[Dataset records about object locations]
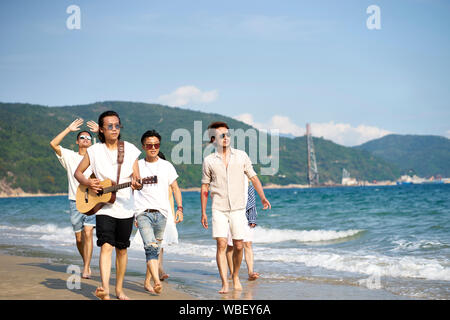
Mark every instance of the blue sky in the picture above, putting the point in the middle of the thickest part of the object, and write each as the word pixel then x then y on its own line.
pixel 273 64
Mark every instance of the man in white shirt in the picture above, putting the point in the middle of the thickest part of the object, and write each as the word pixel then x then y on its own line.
pixel 82 225
pixel 223 174
pixel 152 204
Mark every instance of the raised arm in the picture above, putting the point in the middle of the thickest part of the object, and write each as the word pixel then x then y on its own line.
pixel 94 184
pixel 74 126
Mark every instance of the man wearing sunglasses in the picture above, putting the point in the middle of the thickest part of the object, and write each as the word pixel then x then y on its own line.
pixel 82 225
pixel 223 174
pixel 152 206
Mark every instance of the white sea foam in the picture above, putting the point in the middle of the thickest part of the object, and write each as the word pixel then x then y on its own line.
pixel 264 235
pixel 327 258
pixel 48 232
pixel 379 265
pixel 404 245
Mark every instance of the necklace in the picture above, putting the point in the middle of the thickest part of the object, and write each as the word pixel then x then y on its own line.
pixel 110 154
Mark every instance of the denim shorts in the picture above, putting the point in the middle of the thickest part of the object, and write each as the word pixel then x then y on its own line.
pixel 151 227
pixel 78 219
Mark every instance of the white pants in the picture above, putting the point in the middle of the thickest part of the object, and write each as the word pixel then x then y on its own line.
pixel 225 221
pixel 249 236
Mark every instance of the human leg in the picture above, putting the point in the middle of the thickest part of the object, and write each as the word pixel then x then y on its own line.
pixel 122 235
pixel 151 227
pixel 88 234
pixel 106 242
pixel 237 260
pixel 76 219
pixel 222 263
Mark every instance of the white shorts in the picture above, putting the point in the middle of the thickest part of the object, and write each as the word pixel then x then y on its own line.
pixel 249 236
pixel 234 221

SHORT TASK: Each line of the data should be quoted exactly, with pictures left out.

EXERCISE RESPONSE:
Mark every instance of the blue sky in the picture above, putting the point in the middle of the thickest part of the object, and write each as the word pixel then x then y on its own line.
pixel 273 64
Mark every instance of the man in white shirt in the picture above, putting the point in the middle of the thickest part of the object, and write each as the word pixel then x then y on its own line.
pixel 82 225
pixel 223 174
pixel 152 204
Mark every instance of the raised arm in the picture above, putting the point in the middle of the thickest part of the object, and write each as the word pixel then x then y on its own line.
pixel 94 184
pixel 74 126
Mark every instance of the man wearing sunglasses in the picture above, putting the point in the middle of the thickest part of the object, and write each as the word pixel then x then y on its own line.
pixel 82 225
pixel 223 174
pixel 152 206
Mark every instance of the white sea foam in the picture above, putting the point in the middle of the thickest part of the object, and write each as the word pixel then x then y on its own line.
pixel 264 235
pixel 327 258
pixel 48 232
pixel 379 265
pixel 404 245
Mark every instance of the necklace in the picture above, putting the point in the middle of the thickest part of the object, and write each as the word pixel then x then y on its own line.
pixel 110 154
Mark every instance of the denim shorts in the picture above, putting the point in the middle of the thickest part of the object, and write each as the word pixel then x then y on its own line.
pixel 151 227
pixel 78 219
Mark every instance of the white pants in the picture above, putting the point in the middle of the thickest part of the object, and write each as the word pixel then x then y on its own line.
pixel 225 221
pixel 249 236
Mark every instance of the human leg in the picture above, putting the point in the middle of the thickest part of the object, and write each as the word pixel then x then y on its own line.
pixel 122 235
pixel 151 227
pixel 88 234
pixel 106 242
pixel 237 260
pixel 76 219
pixel 222 263
Mark every instance of the white shorts in the picture above, putting the point in the middle of the thickest part of the object, and write each as the word pixel then x then y on its own line.
pixel 249 236
pixel 234 221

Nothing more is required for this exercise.